- _WHAT IS EXPECTED_
Reproduce every one of the following records word for word, leaving out the pictures.

- _DATASET RECORDS_
□ □ □ □
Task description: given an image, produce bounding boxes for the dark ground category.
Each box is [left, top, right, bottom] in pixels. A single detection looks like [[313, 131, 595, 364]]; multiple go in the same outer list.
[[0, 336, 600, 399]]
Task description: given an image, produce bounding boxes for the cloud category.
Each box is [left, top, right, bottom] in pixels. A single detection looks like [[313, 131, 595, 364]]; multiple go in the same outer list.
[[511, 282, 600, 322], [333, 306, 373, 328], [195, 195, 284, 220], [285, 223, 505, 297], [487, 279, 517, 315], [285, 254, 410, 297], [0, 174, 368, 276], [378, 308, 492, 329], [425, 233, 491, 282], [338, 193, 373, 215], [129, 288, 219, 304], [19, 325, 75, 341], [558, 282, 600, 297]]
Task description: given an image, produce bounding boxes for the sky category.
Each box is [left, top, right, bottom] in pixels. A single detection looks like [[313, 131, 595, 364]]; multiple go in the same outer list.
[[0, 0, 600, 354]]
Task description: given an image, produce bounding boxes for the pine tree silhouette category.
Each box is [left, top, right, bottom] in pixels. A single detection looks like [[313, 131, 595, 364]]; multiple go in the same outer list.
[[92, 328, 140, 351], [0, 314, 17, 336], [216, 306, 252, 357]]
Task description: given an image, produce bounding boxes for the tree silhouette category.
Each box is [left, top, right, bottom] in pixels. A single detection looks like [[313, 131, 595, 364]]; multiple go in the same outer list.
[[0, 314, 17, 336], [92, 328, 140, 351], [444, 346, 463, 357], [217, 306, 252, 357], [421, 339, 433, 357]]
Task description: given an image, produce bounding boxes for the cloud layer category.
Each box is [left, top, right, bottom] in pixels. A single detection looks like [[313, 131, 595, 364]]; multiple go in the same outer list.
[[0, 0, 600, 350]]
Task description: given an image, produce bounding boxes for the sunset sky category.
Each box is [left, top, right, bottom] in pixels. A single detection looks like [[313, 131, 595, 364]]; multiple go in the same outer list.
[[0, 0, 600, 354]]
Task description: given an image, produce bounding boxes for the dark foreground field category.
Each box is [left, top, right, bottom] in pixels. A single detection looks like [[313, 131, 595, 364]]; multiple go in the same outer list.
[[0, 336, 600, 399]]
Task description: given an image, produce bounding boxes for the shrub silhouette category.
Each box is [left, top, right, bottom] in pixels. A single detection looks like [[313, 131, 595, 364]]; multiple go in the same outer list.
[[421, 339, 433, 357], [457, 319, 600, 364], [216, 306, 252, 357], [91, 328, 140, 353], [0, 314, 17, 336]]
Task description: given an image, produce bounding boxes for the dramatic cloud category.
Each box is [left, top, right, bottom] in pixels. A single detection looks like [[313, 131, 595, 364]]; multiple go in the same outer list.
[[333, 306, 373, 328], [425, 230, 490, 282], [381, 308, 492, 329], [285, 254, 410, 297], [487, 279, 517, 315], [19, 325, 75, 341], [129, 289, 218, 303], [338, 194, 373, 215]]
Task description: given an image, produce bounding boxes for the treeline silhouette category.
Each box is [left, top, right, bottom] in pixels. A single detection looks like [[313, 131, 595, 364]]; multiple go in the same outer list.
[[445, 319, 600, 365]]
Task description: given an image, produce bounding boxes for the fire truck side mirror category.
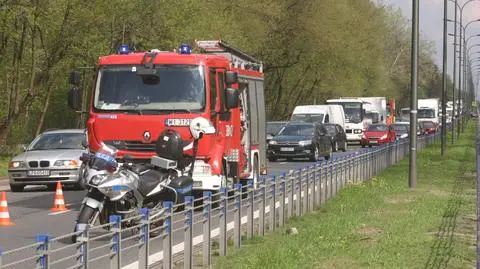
□ □ □ □
- _SOLUTION_
Task description: given an image, produce bounding boxes for the dark ground category.
Each box is [left, top, right, bottom] in pixels. A single detection looks like [[313, 131, 595, 364]]; multiple go in the same outer list.
[[0, 336, 600, 399]]
Task description: given an image, produce bounding boxes for the cloud category.
Each box is [left, top, right, bottom] in pixels. A single detection looks like [[313, 131, 595, 364]]; multiple go in the same outer list.
[[511, 282, 600, 322], [333, 306, 373, 328], [195, 195, 284, 220], [285, 223, 505, 297], [487, 279, 517, 315], [285, 254, 410, 297], [0, 174, 368, 276], [378, 308, 492, 329], [425, 233, 491, 282], [338, 193, 373, 215], [129, 288, 219, 304], [19, 325, 75, 341], [558, 282, 600, 297]]
Task description: given an image, produce bounding boxes for the sky category.
Each box is [left, top, right, bottom] in pixels. A single detection looks like [[313, 131, 595, 364]]; multiple go in the same outer list.
[[0, 0, 600, 354]]
Task description: given an image, produce bounding boxes for the pine tree silhouette category.
Each box is [left, top, right, bottom] in pixels. A single detection looks like [[313, 131, 595, 364]]; multiple go in the same outer list.
[[92, 328, 140, 351], [0, 314, 17, 336], [216, 306, 252, 357]]
Task description: given an image, produce bounding boxes for the tree silhouette category.
Each box is [left, top, right, bottom] in pixels. A single detection looks like [[313, 131, 595, 364]]; multiple go in the same outer list.
[[0, 314, 17, 336], [92, 328, 140, 351], [444, 346, 463, 357], [217, 306, 252, 357], [421, 339, 433, 357]]
Task description: given an image, produce bounding boxes for the cloud layer category.
Each box is [left, top, right, bottom] in pixels. A single detection looks like [[313, 131, 595, 364]]; multiple go in the same outer list.
[[0, 0, 600, 350]]
Task description: given an image, produce bounding boxes for the sunset sky category.
Each box is [left, top, right, bottom] in pixels. A single detection looks like [[313, 131, 595, 364]]; multiple go in the same outer list.
[[0, 0, 600, 354]]
Task description: given an image, produce bounding boxes for the dark foreground field category.
Each box is [left, top, right, bottom] in pixels. A single detection looks like [[313, 131, 595, 364]]; multiple go in the same outer list.
[[0, 336, 600, 399]]
Task description: given an image, produce bounding boxes for the shrub silhouette category.
Each box is [left, top, right, bottom] in pixels. A single detection looks like [[313, 131, 595, 364]]; multiple go in the same outer list.
[[421, 339, 433, 357], [457, 319, 600, 364], [216, 306, 252, 357], [91, 328, 140, 353], [0, 314, 17, 336]]
Task description: given an image, produce bounding boxes for the dramatic cloud category.
Each box is [left, top, right, bottom] in pixels. A single detection looks like [[313, 131, 595, 364]]; multiple go in the same outer list.
[[333, 306, 373, 328], [425, 230, 490, 282], [381, 308, 492, 329], [285, 254, 410, 297], [487, 279, 517, 315], [19, 325, 75, 341], [129, 289, 218, 303], [338, 194, 373, 215]]
Task description: given an image, produce bounding boxes for the treeline silhouette category.
Each box is [left, top, right, bottom] in pixels. A single detection looks like [[313, 131, 595, 364]]; multiple go in the same outer list.
[[445, 319, 600, 365]]
Task description: given an image, produce bounding boxes for the fire truck side mirror category.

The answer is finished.